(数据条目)
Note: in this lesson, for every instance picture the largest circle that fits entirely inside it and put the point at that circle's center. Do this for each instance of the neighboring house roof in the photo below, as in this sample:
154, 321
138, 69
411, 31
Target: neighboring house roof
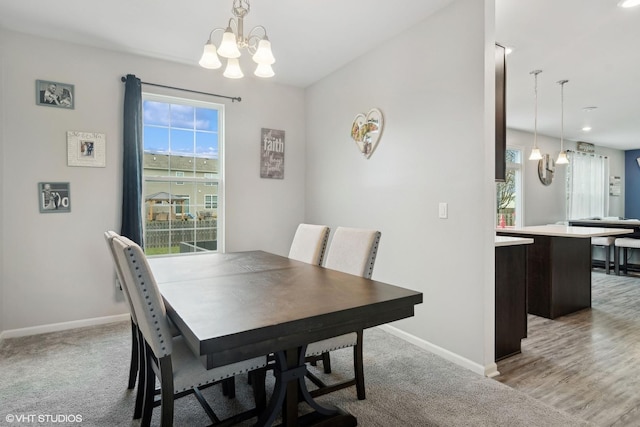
163, 196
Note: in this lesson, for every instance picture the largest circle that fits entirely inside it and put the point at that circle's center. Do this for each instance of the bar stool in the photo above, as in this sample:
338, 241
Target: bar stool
606, 242
624, 243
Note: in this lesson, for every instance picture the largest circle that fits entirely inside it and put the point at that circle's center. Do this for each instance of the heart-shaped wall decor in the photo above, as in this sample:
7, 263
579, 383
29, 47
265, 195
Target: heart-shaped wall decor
366, 131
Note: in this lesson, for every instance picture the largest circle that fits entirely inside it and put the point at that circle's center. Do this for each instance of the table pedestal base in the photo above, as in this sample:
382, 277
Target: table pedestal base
290, 389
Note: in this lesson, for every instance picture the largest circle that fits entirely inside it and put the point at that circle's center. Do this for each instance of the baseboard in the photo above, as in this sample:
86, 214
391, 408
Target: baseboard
55, 327
490, 370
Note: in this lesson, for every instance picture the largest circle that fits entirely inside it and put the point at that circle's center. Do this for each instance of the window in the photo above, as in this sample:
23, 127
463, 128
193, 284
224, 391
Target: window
509, 193
179, 173
210, 201
587, 186
182, 174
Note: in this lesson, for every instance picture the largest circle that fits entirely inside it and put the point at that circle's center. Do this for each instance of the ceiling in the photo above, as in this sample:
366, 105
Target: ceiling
591, 43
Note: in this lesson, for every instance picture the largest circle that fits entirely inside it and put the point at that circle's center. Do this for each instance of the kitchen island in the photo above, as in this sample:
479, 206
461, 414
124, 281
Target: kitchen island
511, 294
559, 266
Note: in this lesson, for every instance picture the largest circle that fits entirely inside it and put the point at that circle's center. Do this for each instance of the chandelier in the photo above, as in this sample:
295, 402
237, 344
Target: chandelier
535, 151
255, 42
562, 157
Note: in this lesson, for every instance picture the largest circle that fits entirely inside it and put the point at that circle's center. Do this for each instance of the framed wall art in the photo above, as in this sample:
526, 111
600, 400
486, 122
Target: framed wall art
54, 197
54, 94
272, 154
86, 149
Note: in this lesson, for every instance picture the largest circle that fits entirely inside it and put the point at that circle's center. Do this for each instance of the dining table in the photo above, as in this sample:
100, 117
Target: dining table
238, 305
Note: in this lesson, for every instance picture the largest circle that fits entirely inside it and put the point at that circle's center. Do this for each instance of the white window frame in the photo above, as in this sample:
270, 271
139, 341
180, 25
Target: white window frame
215, 178
519, 184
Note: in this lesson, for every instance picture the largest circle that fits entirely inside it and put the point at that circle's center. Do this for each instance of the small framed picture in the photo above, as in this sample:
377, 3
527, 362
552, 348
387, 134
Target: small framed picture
86, 149
54, 197
54, 94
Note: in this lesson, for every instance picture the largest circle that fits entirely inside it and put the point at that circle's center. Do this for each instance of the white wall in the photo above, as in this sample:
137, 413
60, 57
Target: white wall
56, 267
437, 146
547, 204
2, 183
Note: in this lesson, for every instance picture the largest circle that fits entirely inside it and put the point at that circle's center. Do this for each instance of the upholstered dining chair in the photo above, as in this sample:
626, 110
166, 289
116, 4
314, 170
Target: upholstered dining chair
353, 251
137, 359
309, 243
168, 359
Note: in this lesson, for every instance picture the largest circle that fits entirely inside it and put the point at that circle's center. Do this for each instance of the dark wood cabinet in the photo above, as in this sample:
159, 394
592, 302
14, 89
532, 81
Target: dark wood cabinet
511, 299
558, 274
501, 113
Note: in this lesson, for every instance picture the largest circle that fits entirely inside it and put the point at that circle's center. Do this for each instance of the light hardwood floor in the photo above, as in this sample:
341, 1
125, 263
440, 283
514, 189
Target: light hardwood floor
586, 363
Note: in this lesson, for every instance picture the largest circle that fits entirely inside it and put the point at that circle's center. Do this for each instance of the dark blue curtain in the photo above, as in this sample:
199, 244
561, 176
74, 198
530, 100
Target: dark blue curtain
132, 161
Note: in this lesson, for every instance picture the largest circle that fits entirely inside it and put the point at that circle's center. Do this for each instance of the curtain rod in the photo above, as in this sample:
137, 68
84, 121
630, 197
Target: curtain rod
232, 98
588, 154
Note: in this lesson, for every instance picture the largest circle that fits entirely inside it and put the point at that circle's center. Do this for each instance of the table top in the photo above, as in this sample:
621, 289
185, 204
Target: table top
233, 306
501, 241
564, 231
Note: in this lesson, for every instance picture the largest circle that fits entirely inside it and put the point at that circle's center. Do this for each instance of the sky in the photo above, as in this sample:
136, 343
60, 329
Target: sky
180, 129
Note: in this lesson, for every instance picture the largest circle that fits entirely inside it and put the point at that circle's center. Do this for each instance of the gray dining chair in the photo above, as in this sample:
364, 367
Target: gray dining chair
309, 243
167, 358
137, 359
352, 251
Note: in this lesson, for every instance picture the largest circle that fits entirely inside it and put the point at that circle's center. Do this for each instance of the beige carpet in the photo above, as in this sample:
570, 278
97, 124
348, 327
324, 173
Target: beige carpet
83, 373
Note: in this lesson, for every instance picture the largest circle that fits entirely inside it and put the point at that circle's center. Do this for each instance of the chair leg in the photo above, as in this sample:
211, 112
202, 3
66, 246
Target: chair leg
326, 362
166, 385
626, 267
140, 394
229, 387
259, 391
149, 384
358, 367
133, 369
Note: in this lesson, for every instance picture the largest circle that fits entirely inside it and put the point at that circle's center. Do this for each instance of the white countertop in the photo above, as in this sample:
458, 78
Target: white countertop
565, 231
620, 222
512, 241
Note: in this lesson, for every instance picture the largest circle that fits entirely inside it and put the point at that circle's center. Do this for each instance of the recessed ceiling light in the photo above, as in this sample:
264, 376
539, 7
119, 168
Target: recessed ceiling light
629, 3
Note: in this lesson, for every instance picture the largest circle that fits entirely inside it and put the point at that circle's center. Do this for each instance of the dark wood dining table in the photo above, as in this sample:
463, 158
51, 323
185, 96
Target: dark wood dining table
234, 306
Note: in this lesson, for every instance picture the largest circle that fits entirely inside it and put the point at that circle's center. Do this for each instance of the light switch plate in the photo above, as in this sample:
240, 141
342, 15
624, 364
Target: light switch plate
443, 210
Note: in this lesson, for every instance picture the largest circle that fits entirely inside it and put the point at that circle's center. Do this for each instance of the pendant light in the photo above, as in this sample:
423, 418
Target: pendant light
535, 151
562, 157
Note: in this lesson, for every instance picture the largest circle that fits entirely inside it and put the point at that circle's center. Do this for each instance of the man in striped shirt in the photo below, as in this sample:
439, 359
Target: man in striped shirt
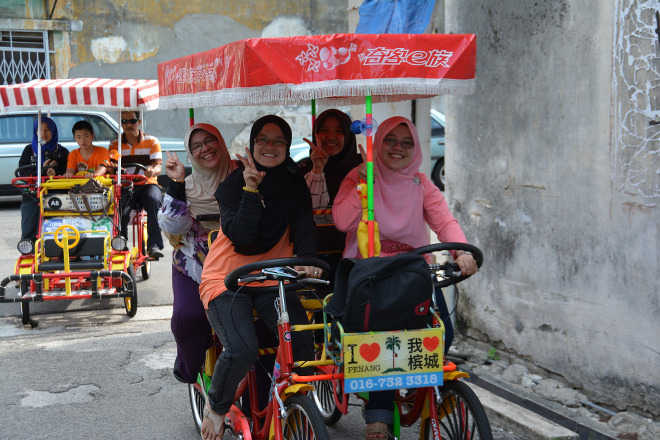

→ 练习目标
请把以上全部记录整理成 Markdown 表格，设"序号"和"内容"两列，每行填入一个行号和对应的一行文字，略去空行。图片不要放进表格。

→ 参考解答
| 序号 | 内容 |
|---|---|
| 1 | Note: in this lesson, for every instance picture the largest circle that fits entirely inside it and put the point at that circle's center. Do this for each instance of the neighboring house roof in the photo below, as in this sample: |
| 2 | 154, 321 |
| 3 | 138, 69 |
| 4 | 411, 31 |
| 5 | Target: neighboring house roof |
| 6 | 163, 196 |
| 7 | Note: in this lesson, for every instance picture the largest circle that fits entirely inside it and put the point at that circle's center. Do this for each instance of the bar stool in the photo above, as in this sample: |
| 8 | 338, 241 |
| 9 | Target: bar stool |
| 10 | 606, 242 |
| 11 | 624, 243 |
| 12 | Note: in this lesson, for every instance picture the largest circle that fits entirely inside it and put the point at that circle's center. Do this for each instance of the heart-shaped wall decor in the photo above, as in this sample: |
| 13 | 7, 263 |
| 14 | 579, 383 |
| 15 | 29, 47 |
| 16 | 265, 195 |
| 17 | Target: heart-shaped wall decor |
| 18 | 366, 131 |
| 19 | Note: in this lesson, for every instance picture the largest circle that fits entirely inside it and put the point at that circle's center. Do this for each instance of the table pedestal base in the photo above, as in this sample: |
| 20 | 382, 277 |
| 21 | Target: table pedestal base |
| 22 | 290, 389 |
| 23 | Note: in this lesson, for every instance picture the largest circle that fits entirely inside it and put the point at that circle's center. Do this for each instance of the baseboard in the photo above, as in this sample: |
| 24 | 86, 214 |
| 25 | 391, 408 |
| 26 | Target: baseboard |
| 27 | 55, 327 |
| 28 | 490, 370 |
| 29 | Note: in this lesson, for every instance picture the largest circle that fits entirely inside it and put the point at that circle's center. Do this for each instance of the window in the photo above, as in this sample: |
| 30 | 23, 127 |
| 31 | 463, 128 |
| 32 | 193, 284 |
| 33 | 224, 391 |
| 34 | Target: window |
| 35 | 509, 193 |
| 36 | 179, 173 |
| 37 | 210, 201 |
| 38 | 587, 186 |
| 39 | 182, 174 |
| 40 | Note: in this lesson, for every instance picture the largest circle that fits entirely inside it and put the point at that circle's center. Do this for each instance of the ceiling in the photo above, as in this sample: |
| 41 | 366, 105 |
| 42 | Target: ceiling |
| 43 | 591, 43 |
| 44 | Note: in this lesson, for every instance picture the largest circle that fits entirely inside it and put the point at that circle's center. Do this for each instance of the kitchen island in the photo above, as in this sample: |
| 45 | 479, 206 |
| 46 | 461, 414 |
| 47 | 124, 281 |
| 48 | Target: kitchen island |
| 49 | 511, 294 |
| 50 | 559, 266 |
| 51 | Note: in this lesson, for every instance picture the largest circle that fits entirely inside it and put the point at that circle's center. Do this for each instance of the chandelier in the photo above, as in this sample: |
| 52 | 295, 402 |
| 53 | 237, 344 |
| 54 | Target: chandelier |
| 55 | 535, 151 |
| 56 | 255, 42 |
| 57 | 562, 157 |
| 58 | Note: in this lesson, for every instance picture the largest circle that fits entirely inside it and put the point at that circle's center. Do this for each instance of the framed wall art in the photo above, as in this sample: |
| 59 | 526, 111 |
| 60 | 600, 400 |
| 61 | 486, 122 |
| 62 | Target: framed wall art |
| 63 | 54, 197 |
| 64 | 54, 94 |
| 65 | 272, 154 |
| 66 | 86, 149 |
| 67 | Note: in this lesson, for every instance picture the largest circle that fits entirely inside it and put the point at that circle's center. Do this for each instance of the dining table in the photo above, as in this sample: |
| 68 | 100, 117 |
| 69 | Target: dining table |
| 70 | 238, 305 |
| 71 | Note: in this lesson, for every instance picture the largest circle that fits entirely inside it and put the point at that circle's center. Do this for each instance of the white window frame in the photo above, as in this sample: |
| 72 | 270, 271 |
| 73 | 139, 341 |
| 74 | 180, 25 |
| 75 | Target: white window frame |
| 76 | 215, 178 |
| 77 | 519, 184 |
| 78 | Note: in this lesson, for every instance picture the largest circle that fits entirely inside it and put the point at that circle's center. Do this for each instance of the small framed picture in the photo above, as in this sample: |
| 79 | 377, 3 |
| 80 | 527, 362 |
| 81 | 552, 348 |
| 82 | 387, 134 |
| 83 | Target: small framed picture |
| 84 | 86, 149 |
| 85 | 54, 197 |
| 86 | 54, 94 |
| 87 | Note: in this lesson, for every instance picture the largest circle that fits entirely inside it and put the point at that circle's center. Do this for each instance of the white wall in the photo above, as in this sample: |
| 88 | 137, 413 |
| 89 | 60, 57 |
| 90 | Target: white wall |
| 91 | 56, 267 |
| 92 | 437, 146 |
| 93 | 547, 204 |
| 94 | 2, 183 |
| 95 | Note: in this lesson, for every instance picture the largest circle that fits entirely inside it and put the point at that circle's center. Do this for each instance of the upholstered dining chair in the photo above, as in this sample: |
| 96 | 626, 110 |
| 97 | 166, 289 |
| 98 | 116, 4 |
| 99 | 314, 170 |
| 100 | Target: upholstered dining chair |
| 101 | 353, 251 |
| 102 | 137, 359 |
| 103 | 309, 243 |
| 104 | 168, 359 |
| 105 | Note: in this lesson, for every instance picture the largest circle that fits entirely inside it and put the point at that circle's center. Do this for each instance of the dark wood cabinet in the photo above, as in this sample: |
| 106 | 159, 394 |
| 107 | 592, 302 |
| 108 | 14, 89 |
| 109 | 532, 81 |
| 110 | Target: dark wood cabinet |
| 111 | 511, 299 |
| 112 | 558, 274 |
| 113 | 501, 113 |
| 114 | Note: in this lesson, for every instance picture the largest circle that fits entirely inside it and put the point at that circle's center. Do this for each instance of the light hardwood floor in the photo above, as in this sample: |
| 115 | 341, 1 |
| 116 | 125, 263 |
| 117 | 440, 283 |
| 118 | 514, 189 |
| 119 | Target: light hardwood floor |
| 120 | 586, 363 |
| 121 | Note: in this lesson, for every instance picture the largest circle that fits entirely inside it and put the point at that circle's center. Do this for each instance of the dark blue curtain in the photo above, as in this sample: |
| 122 | 199, 244 |
| 123 | 561, 176 |
| 124 | 74, 198 |
| 125 | 530, 100 |
| 126 | Target: dark blue curtain |
| 127 | 132, 161 |
| 128 | Note: in this lesson, for every instance picture the largest circle that fits entirely inside it and put the point at that circle's center. Do this for each instance of the curtain rod in the photo above, as in this sample: |
| 129 | 137, 68 |
| 130 | 84, 121 |
| 131 | 630, 197 |
| 132 | Target: curtain rod |
| 133 | 232, 98 |
| 134 | 588, 154 |
| 135 | Note: in this lesson, for every instance picture the largest circle that fits entirely inside it and put the point at that circle's center. Do this for each instance of the table top in the photo above, as in this sample: |
| 136 | 621, 289 |
| 137 | 185, 204 |
| 138 | Target: table top |
| 139 | 233, 306 |
| 140 | 501, 241 |
| 141 | 564, 231 |
| 142 | Note: in this lesson, for every instance picture the largest circle that fits entirely inside it and put the point at that circle's center. Do this for each instance of the sky in the photo above, as in this sample: |
| 143 | 136, 343 |
| 144 | 60, 329 |
| 145 | Target: sky |
| 146 | 180, 129 |
| 147 | Note: in this lesson, for every instance picture the largest circle that fits entirely inside it and put the point at that circle's center. Do this for each instance of the gray dining chair in the photo above, as in this sample: |
| 148 | 364, 367 |
| 149 | Target: gray dining chair |
| 150 | 309, 243 |
| 151 | 167, 358 |
| 152 | 137, 359 |
| 153 | 352, 251 |
| 154 | Note: in this lesson, for every instance picture the largest circle that fits entirely inside it and put the point at that circle's center. Do this for each instance of the beige carpet in the photo above, as in this sample: |
| 155 | 570, 278 |
| 156 | 97, 124 |
| 157 | 348, 327 |
| 158 | 324, 173 |
| 159 | Target: beige carpet |
| 160 | 83, 373 |
| 161 | Note: in this lesson, for every instance picture the largest circle that fits entirely inside it and put the point at that circle's center. Do this for each instance of the chair leg in the photo above, as in this sample: |
| 162 | 211, 112 |
| 163 | 202, 3 |
| 164 | 66, 246 |
| 165 | Target: chair leg |
| 166 | 326, 362 |
| 167 | 166, 385 |
| 168 | 626, 267 |
| 169 | 140, 394 |
| 170 | 229, 387 |
| 171 | 259, 391 |
| 172 | 149, 384 |
| 173 | 358, 367 |
| 174 | 133, 369 |
| 175 | Note: in this lesson, for every instance picture the largest circle that fits entirely inside it and put the point at that circle's center. Do this for each instance of the white countertop in the photo above, as in this sample: |
| 176 | 458, 78 |
| 177 | Target: white countertop |
| 178 | 565, 231 |
| 179 | 620, 222 |
| 180 | 512, 241 |
| 181 | Note: in this lesson, for every instance picture the largest circle that fits entirely inside it and put the point at that circle's center. Do this for each instance of the recessed ceiling light in the photo above, as in this sample: |
| 182 | 264, 376 |
| 183 | 539, 7 |
| 184 | 119, 168 |
| 185 | Target: recessed ceiling light |
| 186 | 629, 3 |
| 187 | Note: in this lesson, for every instance picture the largest circle that fits entirely inside it and put the point at that circle's center. Do this for each instance of the dark wood dining table in the photo above, as in this sample: |
| 188 | 463, 158 |
| 189 | 51, 323 |
| 190 | 185, 96 |
| 191 | Target: dark wood dining table |
| 192 | 234, 306 |
| 193 | Note: in this lesson, for every instance picture the largest circle that fits entirely inside it and put the point at that circle's center. Do this for each instance of the light switch plate in the photo above, as in this sample: |
| 194 | 240, 141 |
| 195 | 342, 15 |
| 196 | 624, 364 |
| 197 | Target: light switch plate |
| 198 | 443, 210 |
| 199 | Note: in this lesson, for every instance picture the largest circle that fits entirely inside it and put the point at that circle's center. Do this for each instance of the pendant light in the photo above, as in this sample: |
| 200 | 423, 418 |
| 201 | Target: pendant light |
| 202 | 535, 151 |
| 203 | 562, 157 |
| 204 | Note: in this lesson, for every instance picture the largest circle that fits entirely inside it and put the point at that circle's center. Do this for each instance of the man in striped shirt in the photo below, as in this sample: |
| 205 | 439, 359 |
| 206 | Target: man in striped shirt |